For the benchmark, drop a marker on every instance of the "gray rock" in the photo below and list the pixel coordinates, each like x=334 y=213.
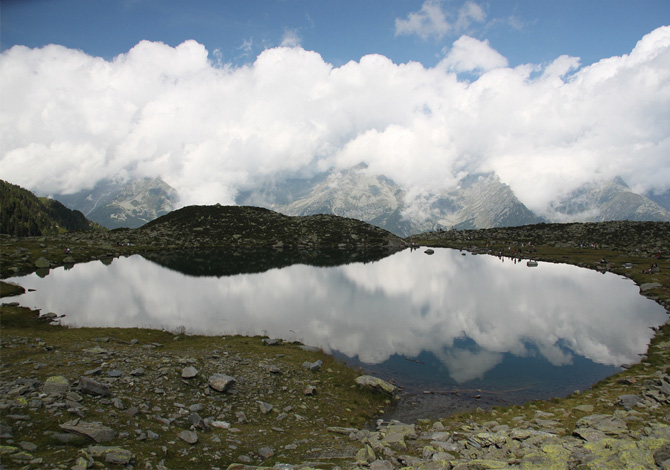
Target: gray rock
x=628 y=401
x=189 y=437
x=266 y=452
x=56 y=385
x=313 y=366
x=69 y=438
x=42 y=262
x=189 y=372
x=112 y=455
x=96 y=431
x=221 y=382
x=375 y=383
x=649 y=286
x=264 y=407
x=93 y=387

==

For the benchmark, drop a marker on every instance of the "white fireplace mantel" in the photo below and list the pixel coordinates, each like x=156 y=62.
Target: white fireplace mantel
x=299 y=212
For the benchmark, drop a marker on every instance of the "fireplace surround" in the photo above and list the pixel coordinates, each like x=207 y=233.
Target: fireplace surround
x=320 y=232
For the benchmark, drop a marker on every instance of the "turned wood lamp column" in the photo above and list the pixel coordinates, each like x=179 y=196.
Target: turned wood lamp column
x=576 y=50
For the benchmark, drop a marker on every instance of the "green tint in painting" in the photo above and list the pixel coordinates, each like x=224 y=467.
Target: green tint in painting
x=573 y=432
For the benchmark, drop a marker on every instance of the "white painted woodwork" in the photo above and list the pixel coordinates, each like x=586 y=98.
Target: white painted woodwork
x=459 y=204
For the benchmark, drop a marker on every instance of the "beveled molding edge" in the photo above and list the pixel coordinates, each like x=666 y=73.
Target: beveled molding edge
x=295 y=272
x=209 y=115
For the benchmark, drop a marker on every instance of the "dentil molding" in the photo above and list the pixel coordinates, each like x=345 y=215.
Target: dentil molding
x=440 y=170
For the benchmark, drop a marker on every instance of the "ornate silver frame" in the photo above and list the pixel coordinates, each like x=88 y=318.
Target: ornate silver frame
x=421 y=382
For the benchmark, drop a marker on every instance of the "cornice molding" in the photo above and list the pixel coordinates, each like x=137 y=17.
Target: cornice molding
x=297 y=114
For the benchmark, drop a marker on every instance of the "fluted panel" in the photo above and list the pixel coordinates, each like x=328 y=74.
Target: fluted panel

* * *

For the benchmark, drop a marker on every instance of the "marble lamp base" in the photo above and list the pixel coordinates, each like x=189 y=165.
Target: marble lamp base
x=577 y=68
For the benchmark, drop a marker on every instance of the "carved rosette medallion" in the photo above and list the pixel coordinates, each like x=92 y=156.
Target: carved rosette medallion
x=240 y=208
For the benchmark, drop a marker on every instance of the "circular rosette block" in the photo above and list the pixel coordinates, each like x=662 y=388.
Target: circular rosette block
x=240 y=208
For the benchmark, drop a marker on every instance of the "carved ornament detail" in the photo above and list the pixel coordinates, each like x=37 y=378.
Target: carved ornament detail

◆ Your task
Convert the lines above, from the line with "like x=137 y=17." through the line with "Target: fluted panel", both included, into a Markdown table with the columns Row and Line, leaving out any blank lines.

◆ Worked solution
| Row | Line |
|---|---|
| 1 | For the benchmark, drop a marker on every instance of the "cornice molding" in the photo above and list the pixel coordinates, each like x=137 y=17. |
| 2 | Target: cornice molding |
| 3 | x=297 y=114 |
| 4 | For the benchmark, drop a marker on every instance of the "fluted panel" in the photo above and list the pixel coordinates, each like x=328 y=74. |
| 5 | Target: fluted panel |